-- start of Source records --

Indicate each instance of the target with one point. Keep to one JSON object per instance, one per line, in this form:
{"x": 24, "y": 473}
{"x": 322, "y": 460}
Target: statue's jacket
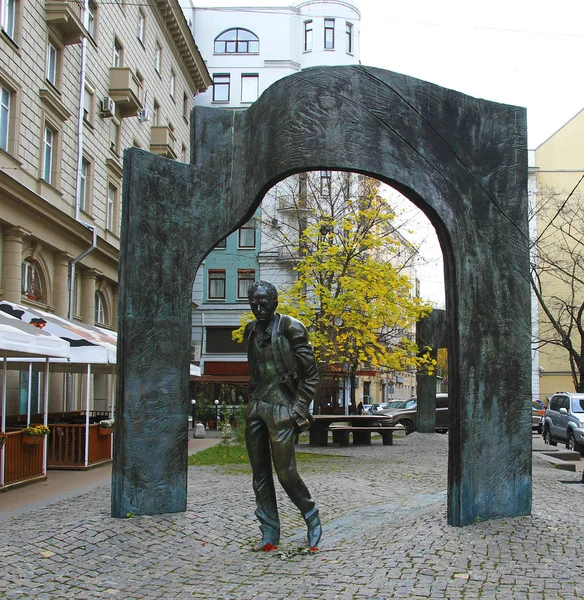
{"x": 294, "y": 359}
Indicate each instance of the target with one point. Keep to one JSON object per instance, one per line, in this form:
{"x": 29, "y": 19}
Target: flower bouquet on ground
{"x": 106, "y": 427}
{"x": 34, "y": 434}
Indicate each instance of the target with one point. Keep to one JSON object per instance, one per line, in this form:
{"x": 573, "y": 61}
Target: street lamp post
{"x": 194, "y": 404}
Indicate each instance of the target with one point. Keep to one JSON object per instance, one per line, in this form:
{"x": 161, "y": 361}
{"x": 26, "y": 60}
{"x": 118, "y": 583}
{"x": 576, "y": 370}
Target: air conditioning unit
{"x": 108, "y": 107}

-- end of Source records --

* _Task objective_:
Transcribe the entries above word for word, including their point coordinates, but leave the pictures out.

* _Finished exercise_:
Indicate each instance of the target with one point. Keep to one JSON object per instance, one per line, in this form:
{"x": 24, "y": 473}
{"x": 322, "y": 460}
Target: statue's jacket
{"x": 294, "y": 359}
Indicate each instance of the target with one point. Keep to one JSON object per instance, one per line, in this form:
{"x": 29, "y": 19}
Target: flower bouquet on ground
{"x": 106, "y": 427}
{"x": 34, "y": 434}
Indicate each instance of the target with one point. Keep to one JSON object per instance, one per line, in this form:
{"x": 573, "y": 61}
Target: street lamp post
{"x": 194, "y": 404}
Indicate each instance of the target with one point. Keep to one JSON object per instance, one per line, in this form:
{"x": 161, "y": 361}
{"x": 26, "y": 60}
{"x": 118, "y": 583}
{"x": 576, "y": 370}
Target: air conditioning unit
{"x": 108, "y": 107}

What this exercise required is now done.